**Problem 1:**
In the engine worker sprint notes, which audio file is named for fast real-path smoke tests?

Files
Scriberr/devnotes/engine-worker-sprints.md
rishikanthc f972c0bf73 meh
2026-04-26 19:38:51 -07:00

18 KiB

Sprint Run: Engine Worker Integration

Run ID: EWI

Status: planning only. Do not implement code from this document until the user explicitly starts an implementation sprint.

Scope

This sprint run implements devnotes/engine-worker-integration-spec.md end to end: local Go engine integration, durable transcription workers, canonical transcript JSON, executions/logs/models APIs, removal of legacy Python adapter startup paths, docs, and verification with fixture audio.

The work should stay backend-first. Frontend changes are out of scope unless an API contract change makes the current UI unable to compile or use the canonical endpoints.

Engineering Rules

  • Follow test-driven development: write the narrow failing tests first, implement, then refactor.
  • Keep commits small and intentional. Each sprint should usually produce 2-5 commits, grouped by behavior:
    • tests that define the target behavior,
    • implementation,
    • cleanup/docs,
    • verification fixes.
  • Do not mix unrelated cleanup into implementation commits.
  • Keep the API layer thin. Handlers validate, map requests/responses, and call service interfaces.
  • Keep SQLite as the source of truth. In-memory state may wake workers and cancel local jobs only.
  • Do not leak local file paths, model cache paths, tokens, raw command output, or env-specific internals through API responses, logs endpoints, or SSE events.
  • Preserve future multi-user scheduling hooks by carrying user_id through claim, execution, cancellation, and stats code.
  • Prefer fake providers/processors for fast tests. Real engine tests must be opt-in and skipped cleanly when runtime/model dependencies are unavailable.
  • Use test-audio/jfk.wav for fast real-path smoke tests. Use longer audio only for opt-in local performance checks.

Validation Baseline

Run these checks before and after each implementation sprint when possible:

GOCACHE=/tmp/scriberr-go-cache go test ./internal/api ./internal/config ./internal/database ./internal/repository ./internal/transcription/... ./cmd/server ./pkg/logger ./pkg/middleware
GOCACHE=/tmp/scriberr-go-cache go vet ./internal/api ./internal/config ./internal/database ./internal/repository ./internal/transcription/... ./cmd/server ./pkg/logger ./pkg/middleware
git diff --check

Real engine validation is opt-in:

SCRIBERR_ENGINE_ITEST=1 SPEECH_ENGINE_AUTO_DOWNLOAD=true GOCACHE=/tmp/scriberr-go-cache go test ./internal/transcription/... -run 'Test.*RealEngine|Test.*JFK'

Performance-oriented manual validation should record:

  • audio file used,
  • selected provider and resolved provider,
  • model download time if any,
  • transcription wall time,
  • CPU/GPU mode,
  • resulting transcript word/segment counts.

**Dataset entries:**
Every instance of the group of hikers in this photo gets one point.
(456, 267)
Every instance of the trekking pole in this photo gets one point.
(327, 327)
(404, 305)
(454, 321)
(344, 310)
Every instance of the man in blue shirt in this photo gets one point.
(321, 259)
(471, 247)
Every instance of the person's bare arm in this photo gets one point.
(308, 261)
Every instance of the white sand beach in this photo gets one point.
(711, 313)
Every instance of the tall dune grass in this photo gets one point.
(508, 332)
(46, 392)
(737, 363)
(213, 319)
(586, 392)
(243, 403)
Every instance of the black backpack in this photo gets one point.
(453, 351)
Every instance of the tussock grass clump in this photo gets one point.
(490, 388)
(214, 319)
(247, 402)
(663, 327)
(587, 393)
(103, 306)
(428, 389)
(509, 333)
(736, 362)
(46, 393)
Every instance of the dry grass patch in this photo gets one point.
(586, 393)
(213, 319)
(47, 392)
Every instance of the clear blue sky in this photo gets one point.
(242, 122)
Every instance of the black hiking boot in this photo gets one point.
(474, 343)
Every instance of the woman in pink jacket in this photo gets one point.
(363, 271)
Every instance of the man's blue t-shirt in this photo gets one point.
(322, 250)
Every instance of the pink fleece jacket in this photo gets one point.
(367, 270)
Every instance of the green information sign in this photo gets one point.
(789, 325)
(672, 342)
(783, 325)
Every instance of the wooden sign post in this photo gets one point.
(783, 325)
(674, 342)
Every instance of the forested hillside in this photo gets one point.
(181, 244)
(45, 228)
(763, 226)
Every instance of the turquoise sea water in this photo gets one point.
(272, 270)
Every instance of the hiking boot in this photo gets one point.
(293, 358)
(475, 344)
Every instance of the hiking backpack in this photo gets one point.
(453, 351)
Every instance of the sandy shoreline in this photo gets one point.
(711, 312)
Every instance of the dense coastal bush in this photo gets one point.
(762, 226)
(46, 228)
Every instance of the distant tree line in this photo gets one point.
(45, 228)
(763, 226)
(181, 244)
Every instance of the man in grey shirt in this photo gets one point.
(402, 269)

**Problem 2:**
Quote the rows that begin with the line containing "Every instance of the man in grey" and run through the final row, including both ends.

**Expected output 1:**
test-audio/jfk.wav

**Expected output 2:**
Every instance of the man in grey shirt in this photo gets one point.
(402, 269)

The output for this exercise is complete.